[Problem requirements]
Rewrite everything from the line containing "task: segment the sloped ground" down to the end of the rows, substituting "nonzero" for "even-odd" and changing nothing else.

[Excerpted records]
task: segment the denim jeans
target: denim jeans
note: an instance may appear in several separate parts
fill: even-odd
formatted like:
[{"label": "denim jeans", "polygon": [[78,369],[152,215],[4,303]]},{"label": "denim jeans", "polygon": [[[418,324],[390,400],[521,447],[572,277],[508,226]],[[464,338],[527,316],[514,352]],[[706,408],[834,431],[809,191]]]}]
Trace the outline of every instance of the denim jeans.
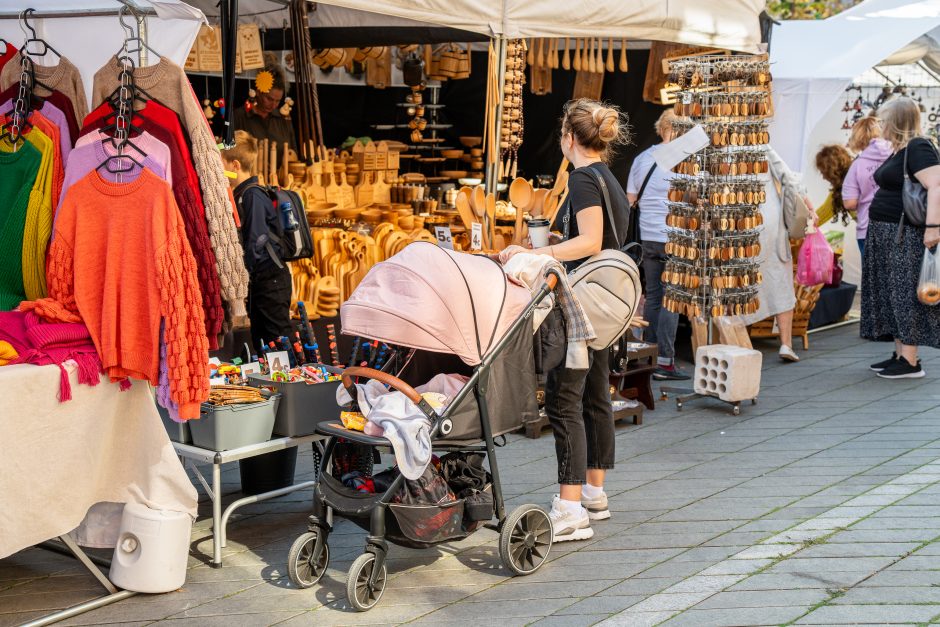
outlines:
[{"label": "denim jeans", "polygon": [[555,433],[558,483],[582,485],[587,469],[614,467],[614,413],[610,404],[610,350],[588,349],[587,370],[564,364],[548,373],[545,411]]},{"label": "denim jeans", "polygon": [[643,242],[643,274],[646,276],[646,308],[643,317],[649,322],[645,339],[659,346],[661,358],[674,359],[679,314],[663,308],[662,274],[665,267],[666,244]]}]

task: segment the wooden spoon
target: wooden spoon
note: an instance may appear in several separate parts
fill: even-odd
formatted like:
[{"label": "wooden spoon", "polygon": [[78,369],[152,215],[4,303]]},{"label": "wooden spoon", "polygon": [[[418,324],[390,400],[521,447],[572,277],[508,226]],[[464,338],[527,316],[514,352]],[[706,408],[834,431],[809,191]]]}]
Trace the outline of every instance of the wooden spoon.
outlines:
[{"label": "wooden spoon", "polygon": [[483,191],[482,185],[473,188],[473,194],[470,196],[470,206],[473,207],[477,217],[483,220],[483,216],[486,214],[486,193]]},{"label": "wooden spoon", "polygon": [[457,199],[454,202],[457,205],[457,213],[460,214],[460,221],[469,231],[472,228],[470,225],[476,222],[476,216],[473,215],[473,209],[470,208],[470,200],[463,194],[457,194]]},{"label": "wooden spoon", "polygon": [[486,222],[490,232],[490,248],[496,239],[496,194],[486,195]]},{"label": "wooden spoon", "polygon": [[519,210],[525,210],[532,202],[532,185],[524,178],[517,178],[509,185],[509,202]]}]

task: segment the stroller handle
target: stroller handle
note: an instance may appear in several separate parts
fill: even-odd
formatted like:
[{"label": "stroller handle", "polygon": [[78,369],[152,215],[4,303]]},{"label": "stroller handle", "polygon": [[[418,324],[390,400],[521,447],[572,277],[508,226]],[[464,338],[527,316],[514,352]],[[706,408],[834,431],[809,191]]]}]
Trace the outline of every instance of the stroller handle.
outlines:
[{"label": "stroller handle", "polygon": [[398,377],[391,375],[387,372],[382,372],[381,370],[376,370],[375,368],[363,368],[360,366],[352,366],[343,370],[343,387],[349,389],[352,387],[352,378],[353,377],[365,377],[367,379],[375,379],[379,383],[384,383],[385,385],[391,386],[408,397],[415,405],[418,405],[423,399],[417,391]]}]

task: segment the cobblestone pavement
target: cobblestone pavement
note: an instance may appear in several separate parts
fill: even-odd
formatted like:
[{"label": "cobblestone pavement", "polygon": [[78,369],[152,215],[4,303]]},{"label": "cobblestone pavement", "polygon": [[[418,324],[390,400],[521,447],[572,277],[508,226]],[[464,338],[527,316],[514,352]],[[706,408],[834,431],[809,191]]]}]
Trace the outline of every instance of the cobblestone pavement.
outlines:
[{"label": "cobblestone pavement", "polygon": [[[885,381],[868,364],[887,345],[850,326],[812,336],[799,364],[765,349],[760,402],[732,416],[672,402],[618,427],[607,491],[613,517],[586,542],[556,545],[529,577],[500,565],[484,530],[437,550],[393,548],[371,612],[345,601],[364,535],[340,524],[321,585],[292,589],[287,550],[309,492],[239,510],[225,566],[205,564],[208,521],[193,531],[185,587],[139,595],[66,624],[183,625],[834,625],[940,621],[940,352],[928,376]],[[300,470],[310,475],[310,453]],[[509,507],[548,505],[551,435],[500,450]],[[234,473],[234,474],[233,474]],[[299,473],[300,474],[300,473]],[[238,489],[237,470],[228,487]],[[208,513],[206,503],[203,514]],[[32,549],[0,561],[0,625],[97,594],[73,561]]]}]

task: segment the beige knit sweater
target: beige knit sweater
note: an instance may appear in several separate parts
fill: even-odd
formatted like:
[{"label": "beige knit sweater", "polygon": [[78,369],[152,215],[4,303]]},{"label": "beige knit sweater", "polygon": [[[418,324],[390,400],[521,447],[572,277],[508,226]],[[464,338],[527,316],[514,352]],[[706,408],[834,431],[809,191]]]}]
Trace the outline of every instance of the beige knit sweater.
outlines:
[{"label": "beige knit sweater", "polygon": [[[22,72],[22,57],[17,52],[13,55],[3,71],[0,72],[0,91],[7,89],[10,85],[20,82]],[[82,75],[78,68],[72,65],[71,61],[62,57],[58,65],[39,65],[33,64],[33,74],[36,80],[46,87],[62,92],[66,98],[72,102],[72,111],[75,113],[75,120],[81,126],[82,120],[88,115],[88,99],[85,97],[85,87],[82,85]],[[49,92],[42,87],[36,87],[37,96],[48,96]],[[75,138],[72,138],[72,142]]]},{"label": "beige knit sweater", "polygon": [[[120,85],[121,64],[117,57],[95,72],[92,103],[101,104]],[[147,95],[180,116],[183,129],[192,143],[193,165],[199,175],[202,198],[206,205],[209,240],[215,252],[222,300],[228,305],[232,317],[246,315],[248,272],[244,253],[238,241],[234,209],[229,196],[228,180],[222,167],[222,157],[202,107],[193,93],[183,69],[166,57],[156,65],[134,69],[134,83]],[[143,103],[137,103],[142,108]]]}]

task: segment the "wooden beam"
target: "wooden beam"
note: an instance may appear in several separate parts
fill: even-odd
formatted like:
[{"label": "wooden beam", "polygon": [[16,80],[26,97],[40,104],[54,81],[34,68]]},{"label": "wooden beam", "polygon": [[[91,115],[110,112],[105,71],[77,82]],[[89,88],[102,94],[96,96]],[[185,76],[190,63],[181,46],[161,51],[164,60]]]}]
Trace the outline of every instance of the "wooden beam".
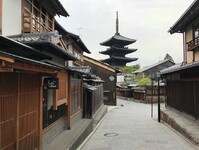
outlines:
[{"label": "wooden beam", "polygon": [[71,88],[70,88],[70,74],[68,74],[68,106],[67,106],[67,120],[66,120],[66,124],[67,124],[67,129],[71,128]]},{"label": "wooden beam", "polygon": [[15,69],[21,69],[21,70],[26,70],[26,71],[33,71],[33,72],[42,72],[42,73],[50,73],[54,74],[57,72],[56,69],[53,68],[48,68],[45,66],[37,65],[37,64],[31,64],[27,62],[20,62],[16,61],[13,65],[13,68]]},{"label": "wooden beam", "polygon": [[9,68],[9,67],[0,67],[0,72],[13,72],[14,69],[13,68]]},{"label": "wooden beam", "polygon": [[19,150],[19,100],[20,100],[20,74],[17,74],[16,150]]},{"label": "wooden beam", "polygon": [[1,56],[1,55],[0,55],[0,60],[6,61],[6,62],[9,62],[9,63],[14,63],[15,62],[14,59],[6,57],[6,56]]}]

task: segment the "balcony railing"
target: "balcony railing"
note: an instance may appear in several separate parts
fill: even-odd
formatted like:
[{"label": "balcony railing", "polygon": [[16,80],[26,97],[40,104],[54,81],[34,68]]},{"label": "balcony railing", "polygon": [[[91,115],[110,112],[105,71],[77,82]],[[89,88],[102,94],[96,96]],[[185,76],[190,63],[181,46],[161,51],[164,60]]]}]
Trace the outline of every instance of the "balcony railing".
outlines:
[{"label": "balcony railing", "polygon": [[199,37],[194,38],[193,40],[191,40],[190,42],[187,43],[188,45],[188,50],[194,50],[196,47],[199,46]]}]

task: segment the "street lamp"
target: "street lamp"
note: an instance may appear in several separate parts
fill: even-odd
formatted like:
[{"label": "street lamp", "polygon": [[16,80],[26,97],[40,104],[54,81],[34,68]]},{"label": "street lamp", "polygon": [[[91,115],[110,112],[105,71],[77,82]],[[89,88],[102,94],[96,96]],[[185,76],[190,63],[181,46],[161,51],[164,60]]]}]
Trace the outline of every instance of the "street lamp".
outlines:
[{"label": "street lamp", "polygon": [[158,122],[160,122],[160,72],[156,73],[158,79]]}]

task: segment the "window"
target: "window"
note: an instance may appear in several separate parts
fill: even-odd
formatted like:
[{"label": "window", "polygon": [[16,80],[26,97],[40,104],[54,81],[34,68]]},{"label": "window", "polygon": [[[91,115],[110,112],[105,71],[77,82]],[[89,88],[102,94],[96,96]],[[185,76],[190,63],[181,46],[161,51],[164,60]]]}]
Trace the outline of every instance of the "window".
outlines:
[{"label": "window", "polygon": [[82,108],[82,84],[81,78],[74,75],[71,79],[71,114]]},{"label": "window", "polygon": [[0,0],[0,33],[2,32],[2,0]]},{"label": "window", "polygon": [[61,117],[66,116],[66,104],[62,104],[57,107],[57,110],[53,109],[54,90],[47,89],[46,81],[44,80],[43,87],[43,128],[48,127],[53,122],[57,121]]},{"label": "window", "polygon": [[23,32],[54,31],[54,16],[37,0],[25,0],[23,13]]}]

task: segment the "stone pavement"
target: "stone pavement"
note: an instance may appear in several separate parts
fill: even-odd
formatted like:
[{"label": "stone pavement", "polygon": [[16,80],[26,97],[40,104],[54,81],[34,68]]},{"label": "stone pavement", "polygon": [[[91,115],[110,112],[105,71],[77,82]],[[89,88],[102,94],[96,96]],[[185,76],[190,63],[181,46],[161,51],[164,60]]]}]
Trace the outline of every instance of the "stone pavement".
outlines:
[{"label": "stone pavement", "polygon": [[79,150],[194,150],[197,149],[168,126],[151,118],[149,104],[118,100]]},{"label": "stone pavement", "polygon": [[161,119],[199,146],[199,122],[197,120],[170,107],[161,108]]}]

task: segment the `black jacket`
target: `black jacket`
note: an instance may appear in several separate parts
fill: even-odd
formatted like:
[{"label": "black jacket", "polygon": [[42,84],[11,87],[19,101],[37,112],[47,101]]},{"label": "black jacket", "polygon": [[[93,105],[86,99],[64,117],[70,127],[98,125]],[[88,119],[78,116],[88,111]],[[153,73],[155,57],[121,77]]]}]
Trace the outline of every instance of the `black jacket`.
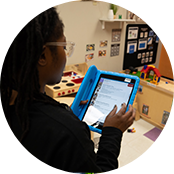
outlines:
[{"label": "black jacket", "polygon": [[[99,150],[94,152],[90,130],[67,105],[34,102],[29,109],[29,132],[22,143],[22,130],[10,106],[12,140],[8,130],[0,137],[0,169],[3,172],[116,172],[122,132],[102,130]],[[0,126],[1,127],[1,126]]]}]

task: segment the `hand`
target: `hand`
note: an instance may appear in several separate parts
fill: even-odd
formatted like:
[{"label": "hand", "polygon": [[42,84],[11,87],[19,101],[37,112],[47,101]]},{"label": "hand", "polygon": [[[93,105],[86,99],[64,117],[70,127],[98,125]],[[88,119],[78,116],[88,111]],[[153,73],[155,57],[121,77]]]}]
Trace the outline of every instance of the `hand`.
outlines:
[{"label": "hand", "polygon": [[[81,100],[80,101],[80,105],[85,105],[86,103],[88,103],[88,100]],[[70,107],[72,106],[72,103],[70,104]]]},{"label": "hand", "polygon": [[[126,104],[116,113],[117,106],[108,114],[103,124],[103,127],[116,127],[124,132],[129,126],[132,125],[135,119],[135,110],[132,105],[129,105],[129,110],[126,112]],[[125,113],[126,112],[126,113]]]}]

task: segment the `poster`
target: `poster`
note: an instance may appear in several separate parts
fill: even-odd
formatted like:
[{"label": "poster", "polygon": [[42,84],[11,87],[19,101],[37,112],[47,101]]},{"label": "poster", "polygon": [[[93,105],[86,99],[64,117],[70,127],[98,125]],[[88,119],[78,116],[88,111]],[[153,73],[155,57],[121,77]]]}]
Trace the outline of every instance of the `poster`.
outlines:
[{"label": "poster", "polygon": [[147,39],[139,39],[138,50],[147,49]]},{"label": "poster", "polygon": [[99,50],[98,57],[106,57],[106,50]]},{"label": "poster", "polygon": [[167,127],[171,127],[172,119],[173,119],[173,114],[170,112],[164,111],[161,123]]},{"label": "poster", "polygon": [[162,7],[156,7],[154,21],[161,21]]},{"label": "poster", "polygon": [[94,58],[94,53],[85,55],[85,62],[88,62]]},{"label": "poster", "polygon": [[128,29],[128,39],[138,38],[138,27],[129,27]]},{"label": "poster", "polygon": [[112,29],[112,42],[120,42],[121,40],[121,30]]},{"label": "poster", "polygon": [[146,6],[139,5],[137,21],[144,21],[145,20],[145,11],[146,11]]},{"label": "poster", "polygon": [[137,41],[129,41],[127,43],[127,53],[132,54],[137,50]]},{"label": "poster", "polygon": [[120,50],[120,44],[112,44],[111,45],[111,57],[118,56]]},{"label": "poster", "polygon": [[137,68],[156,62],[160,29],[161,24],[128,24],[126,26],[123,70],[130,66]]},{"label": "poster", "polygon": [[149,113],[149,106],[143,104],[143,107],[142,107],[142,114],[148,116],[148,113]]},{"label": "poster", "polygon": [[107,41],[107,40],[100,41],[100,47],[101,47],[101,48],[107,47],[107,45],[108,45],[108,41]]},{"label": "poster", "polygon": [[136,20],[136,13],[137,13],[137,5],[130,3],[128,5],[128,19]]},{"label": "poster", "polygon": [[146,21],[153,21],[154,6],[147,7]]}]

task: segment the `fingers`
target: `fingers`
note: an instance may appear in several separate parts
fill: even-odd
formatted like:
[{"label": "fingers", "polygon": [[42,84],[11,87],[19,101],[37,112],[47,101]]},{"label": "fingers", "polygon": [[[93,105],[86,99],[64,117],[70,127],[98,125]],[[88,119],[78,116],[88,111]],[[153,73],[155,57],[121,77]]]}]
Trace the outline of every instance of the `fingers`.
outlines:
[{"label": "fingers", "polygon": [[122,116],[122,115],[125,114],[125,112],[126,112],[126,104],[123,103],[123,104],[122,104],[122,108],[118,111],[117,115],[118,115],[118,116]]},{"label": "fingers", "polygon": [[125,114],[125,119],[128,120],[129,126],[133,123],[135,120],[135,110],[133,109],[132,105],[129,105],[129,110]]}]

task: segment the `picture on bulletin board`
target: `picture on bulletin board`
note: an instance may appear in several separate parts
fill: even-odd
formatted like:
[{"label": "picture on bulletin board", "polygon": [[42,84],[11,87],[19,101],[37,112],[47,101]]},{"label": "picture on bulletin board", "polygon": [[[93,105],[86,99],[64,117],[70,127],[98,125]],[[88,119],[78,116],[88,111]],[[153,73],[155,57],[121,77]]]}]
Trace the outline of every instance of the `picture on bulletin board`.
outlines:
[{"label": "picture on bulletin board", "polygon": [[138,6],[137,21],[144,21],[145,20],[145,11],[146,11],[146,6],[145,5],[139,5]]},{"label": "picture on bulletin board", "polygon": [[99,50],[98,57],[106,57],[106,50]]},{"label": "picture on bulletin board", "polygon": [[112,44],[111,45],[111,57],[118,56],[120,50],[120,44]]},{"label": "picture on bulletin board", "polygon": [[173,114],[170,112],[164,111],[161,123],[170,128],[172,124],[172,119],[173,119]]},{"label": "picture on bulletin board", "polygon": [[153,21],[153,14],[154,14],[154,6],[147,6],[147,15],[146,15],[146,21]]},{"label": "picture on bulletin board", "polygon": [[143,86],[142,85],[138,85],[138,93],[143,93]]},{"label": "picture on bulletin board", "polygon": [[112,29],[112,42],[120,42],[121,29]]},{"label": "picture on bulletin board", "polygon": [[105,41],[100,41],[100,47],[102,48],[102,47],[107,47],[107,45],[108,45],[108,41],[107,40],[105,40]]},{"label": "picture on bulletin board", "polygon": [[161,21],[162,7],[156,7],[154,21]]},{"label": "picture on bulletin board", "polygon": [[136,13],[137,13],[137,5],[129,3],[128,5],[128,19],[136,20]]},{"label": "picture on bulletin board", "polygon": [[161,24],[126,26],[123,70],[156,62]]},{"label": "picture on bulletin board", "polygon": [[85,55],[85,62],[88,62],[94,58],[94,53]]},{"label": "picture on bulletin board", "polygon": [[142,114],[145,115],[145,116],[148,116],[148,113],[149,113],[149,106],[143,104],[143,107],[142,107]]},{"label": "picture on bulletin board", "polygon": [[94,50],[95,50],[95,44],[86,45],[86,51],[94,51]]}]

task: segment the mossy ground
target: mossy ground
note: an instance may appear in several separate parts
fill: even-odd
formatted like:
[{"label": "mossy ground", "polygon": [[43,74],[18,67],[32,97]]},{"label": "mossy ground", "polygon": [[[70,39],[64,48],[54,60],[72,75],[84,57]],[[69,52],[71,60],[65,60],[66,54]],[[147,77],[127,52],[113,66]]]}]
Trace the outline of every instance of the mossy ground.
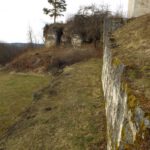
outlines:
[{"label": "mossy ground", "polygon": [[42,98],[9,128],[0,146],[7,150],[105,150],[102,60],[64,68]]}]

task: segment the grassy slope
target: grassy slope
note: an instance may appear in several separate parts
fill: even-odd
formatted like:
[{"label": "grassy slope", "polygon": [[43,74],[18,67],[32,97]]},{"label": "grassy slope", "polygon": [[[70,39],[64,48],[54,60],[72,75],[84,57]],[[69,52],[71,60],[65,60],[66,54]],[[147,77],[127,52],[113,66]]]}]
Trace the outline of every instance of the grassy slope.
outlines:
[{"label": "grassy slope", "polygon": [[0,146],[7,150],[105,150],[102,60],[66,67],[22,114]]},{"label": "grassy slope", "polygon": [[125,80],[140,106],[150,113],[150,15],[132,20],[114,33],[113,49],[125,65]]},{"label": "grassy slope", "polygon": [[0,72],[0,134],[31,104],[32,93],[46,85],[48,78]]}]

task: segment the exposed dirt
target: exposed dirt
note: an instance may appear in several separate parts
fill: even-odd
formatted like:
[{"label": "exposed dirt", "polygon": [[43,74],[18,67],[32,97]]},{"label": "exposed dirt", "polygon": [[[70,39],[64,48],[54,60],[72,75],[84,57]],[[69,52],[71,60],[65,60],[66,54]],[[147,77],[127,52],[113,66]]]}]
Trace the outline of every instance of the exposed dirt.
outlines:
[{"label": "exposed dirt", "polygon": [[101,67],[99,58],[65,67],[1,137],[0,149],[105,150]]}]

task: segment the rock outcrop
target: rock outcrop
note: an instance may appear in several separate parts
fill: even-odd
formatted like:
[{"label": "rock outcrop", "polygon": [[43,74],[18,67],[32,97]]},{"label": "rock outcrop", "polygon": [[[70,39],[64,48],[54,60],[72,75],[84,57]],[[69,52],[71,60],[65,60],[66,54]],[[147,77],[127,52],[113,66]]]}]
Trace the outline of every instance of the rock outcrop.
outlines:
[{"label": "rock outcrop", "polygon": [[[109,35],[108,27],[109,20],[106,20],[102,85],[106,99],[107,150],[148,150],[150,114],[140,103],[145,97],[135,94],[136,90],[131,81],[128,81],[128,73],[134,71],[134,68],[129,70],[128,64],[119,58],[119,51],[112,48],[116,39]],[[132,53],[128,51],[128,55],[132,56]],[[136,53],[133,56],[136,56]],[[131,66],[133,67],[133,64],[130,64]],[[135,81],[137,80],[133,79],[132,84]],[[140,93],[140,89],[137,90]],[[145,103],[149,104],[146,99]]]}]

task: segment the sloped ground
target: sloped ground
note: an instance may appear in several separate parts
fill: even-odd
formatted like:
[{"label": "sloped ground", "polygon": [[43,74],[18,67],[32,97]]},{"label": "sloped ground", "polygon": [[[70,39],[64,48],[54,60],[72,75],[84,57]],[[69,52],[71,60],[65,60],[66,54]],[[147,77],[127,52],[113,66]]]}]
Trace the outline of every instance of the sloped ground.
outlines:
[{"label": "sloped ground", "polygon": [[125,80],[143,110],[150,113],[150,15],[132,20],[114,38],[113,55],[126,65]]},{"label": "sloped ground", "polygon": [[0,72],[0,135],[32,103],[32,94],[49,82],[48,75]]},{"label": "sloped ground", "polygon": [[0,140],[6,150],[105,150],[102,60],[64,68]]},{"label": "sloped ground", "polygon": [[67,46],[28,49],[10,62],[6,69],[16,72],[45,73],[100,55],[91,45],[80,48]]}]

[Exercise result]
task: segment the sloped ground
target: sloped ground
note: an instance may appear in several separate parts
fill: nonzero
formatted like:
[{"label": "sloped ground", "polygon": [[43,74],[18,67],[32,97]]},{"label": "sloped ground", "polygon": [[[70,39],[64,48],[54,60],[72,75],[84,57]],[[69,52],[71,60],[65,60],[66,54]],[[147,77],[127,52],[113,66]]]}]
Trace the outline of every instance of the sloped ground.
outlines:
[{"label": "sloped ground", "polygon": [[125,80],[143,110],[150,113],[150,15],[132,20],[114,38],[113,55],[126,65]]},{"label": "sloped ground", "polygon": [[0,72],[0,135],[32,103],[32,94],[49,82],[48,75]]},{"label": "sloped ground", "polygon": [[0,140],[6,150],[105,150],[102,60],[64,68]]},{"label": "sloped ground", "polygon": [[67,46],[28,49],[10,62],[6,69],[16,72],[45,73],[100,55],[91,45],[80,48]]}]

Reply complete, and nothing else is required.